**WHAT IS EXPECTED:** Please format the data below as a numbered list, leaving out any blank lines.

────────

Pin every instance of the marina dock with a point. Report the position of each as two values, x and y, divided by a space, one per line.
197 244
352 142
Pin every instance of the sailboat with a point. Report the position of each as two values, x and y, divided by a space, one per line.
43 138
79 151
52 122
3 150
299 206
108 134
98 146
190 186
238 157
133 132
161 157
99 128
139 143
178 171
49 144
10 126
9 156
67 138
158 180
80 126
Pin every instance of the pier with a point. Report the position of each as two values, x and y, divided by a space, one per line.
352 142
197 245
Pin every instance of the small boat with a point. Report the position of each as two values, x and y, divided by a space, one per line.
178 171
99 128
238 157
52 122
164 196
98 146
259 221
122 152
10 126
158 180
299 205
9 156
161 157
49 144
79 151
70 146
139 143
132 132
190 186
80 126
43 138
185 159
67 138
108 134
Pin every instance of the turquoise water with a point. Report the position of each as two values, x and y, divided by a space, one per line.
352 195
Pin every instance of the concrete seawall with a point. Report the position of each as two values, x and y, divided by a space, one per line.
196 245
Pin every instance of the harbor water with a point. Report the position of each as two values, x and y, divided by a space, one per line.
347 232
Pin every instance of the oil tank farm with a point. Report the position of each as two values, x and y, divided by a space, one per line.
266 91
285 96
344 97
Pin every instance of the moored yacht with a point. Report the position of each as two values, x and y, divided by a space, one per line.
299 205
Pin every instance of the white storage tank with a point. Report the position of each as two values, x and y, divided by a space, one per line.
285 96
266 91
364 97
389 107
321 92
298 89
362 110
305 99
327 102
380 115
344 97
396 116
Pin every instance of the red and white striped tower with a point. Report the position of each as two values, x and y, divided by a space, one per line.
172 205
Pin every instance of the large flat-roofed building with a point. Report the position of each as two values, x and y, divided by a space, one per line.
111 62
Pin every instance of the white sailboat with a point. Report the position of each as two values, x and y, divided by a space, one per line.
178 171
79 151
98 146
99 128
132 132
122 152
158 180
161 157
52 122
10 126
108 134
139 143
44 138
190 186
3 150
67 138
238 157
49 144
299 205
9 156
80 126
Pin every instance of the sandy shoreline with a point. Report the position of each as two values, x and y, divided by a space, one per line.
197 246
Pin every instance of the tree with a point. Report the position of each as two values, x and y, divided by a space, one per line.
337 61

────────

**RESPONSE:**
1. Pin every instance of the marina dock with a point. Report the position of each as two values, x and y, divided by a space, one per line.
2. 197 244
3. 352 142
4. Pin every instance of the sailboat with a point. Report the position of each as two values, x and y, divided by a space, one per line.
5. 43 138
6. 79 151
7. 52 122
8. 3 150
9. 299 206
10. 108 134
11. 98 146
12. 190 186
13. 238 157
14. 133 132
15. 161 157
16. 99 128
17. 139 143
18. 178 171
19. 49 144
20. 10 126
21. 9 156
22. 67 138
23. 158 180
24. 80 126
25. Pin every instance of the pier with a point. Report the position of each as two values, x and y, divided by a space, one per line.
26. 352 142
27. 197 245
28. Pin every instance of the small boat with a point. Report the position of each as two values, x and y, divided by a space, one per line.
29. 178 171
30. 99 128
31. 238 157
32. 52 122
33. 164 196
34. 98 146
35. 259 221
36. 122 152
37. 10 126
38. 158 180
39. 299 205
40. 9 156
41. 161 157
42. 49 144
43. 79 151
44. 70 146
45. 139 143
46. 132 132
47. 190 186
48. 80 126
49. 43 138
50. 185 159
51. 67 138
52. 108 134
53. Pin every instance of the turquoise water with a point. Report the position of each as two values, x and y, divided by a space, one per line.
54. 352 195
55. Pin every instance of the concrete seawall with a point. Report the position of each as two values, x and y, divided by a space, one per line.
56. 196 245
57. Pin every instance of the harbor water with a point. Report the position of each as two values, x and y, divided by a space, one per line.
58. 347 232
59. Pin every instance of the oil tank farm with a point. Report the position of each as two values, x and y, divided by a space, one per line.
60. 266 91
61. 285 96
62. 344 97
63. Pin every instance of the moored yacht with a point. Report the position of each as two values, x and y, divided by a space, one per line.
64. 299 205
65. Pin every instance of the white storage tank with a point. Report the position of each as two values, x and y, divided by a space, one per line.
66. 285 96
67. 266 91
68. 364 97
69. 389 107
70. 321 92
71. 298 89
72. 362 110
73. 305 99
74. 327 102
75. 380 115
76. 344 97
77. 396 116
78. Pin every instance of the red and white striped tower with a point. Report the position of each as two values, x and y, divided by a space, one per line.
79. 172 205
80. Pin every instance of the large flat-roofed building with a point. Report the position of each as two values, x and y, divided by a space, one per line.
81. 111 62
82. Pin every instance of the white sailboat with a point. Report the position of each as two values, x and y, divided by a space, one per line.
83. 178 171
84. 79 151
85. 98 146
86. 99 128
87. 132 132
88. 122 152
89. 158 180
90. 161 157
91. 52 122
92. 10 126
93. 108 134
94. 139 143
95. 44 138
96. 190 186
97. 3 150
98. 67 138
99. 238 157
100. 49 144
101. 299 205
102. 9 156
103. 80 126
104. Pin every instance of the sandy shoreline with a point. Report the position of each as two values, x and y, divided by a space, one per line.
105. 197 246
106. Pin every instance of the tree with a point. Report the position of each as two values, x and y, divided by a space, one per line.
107. 337 61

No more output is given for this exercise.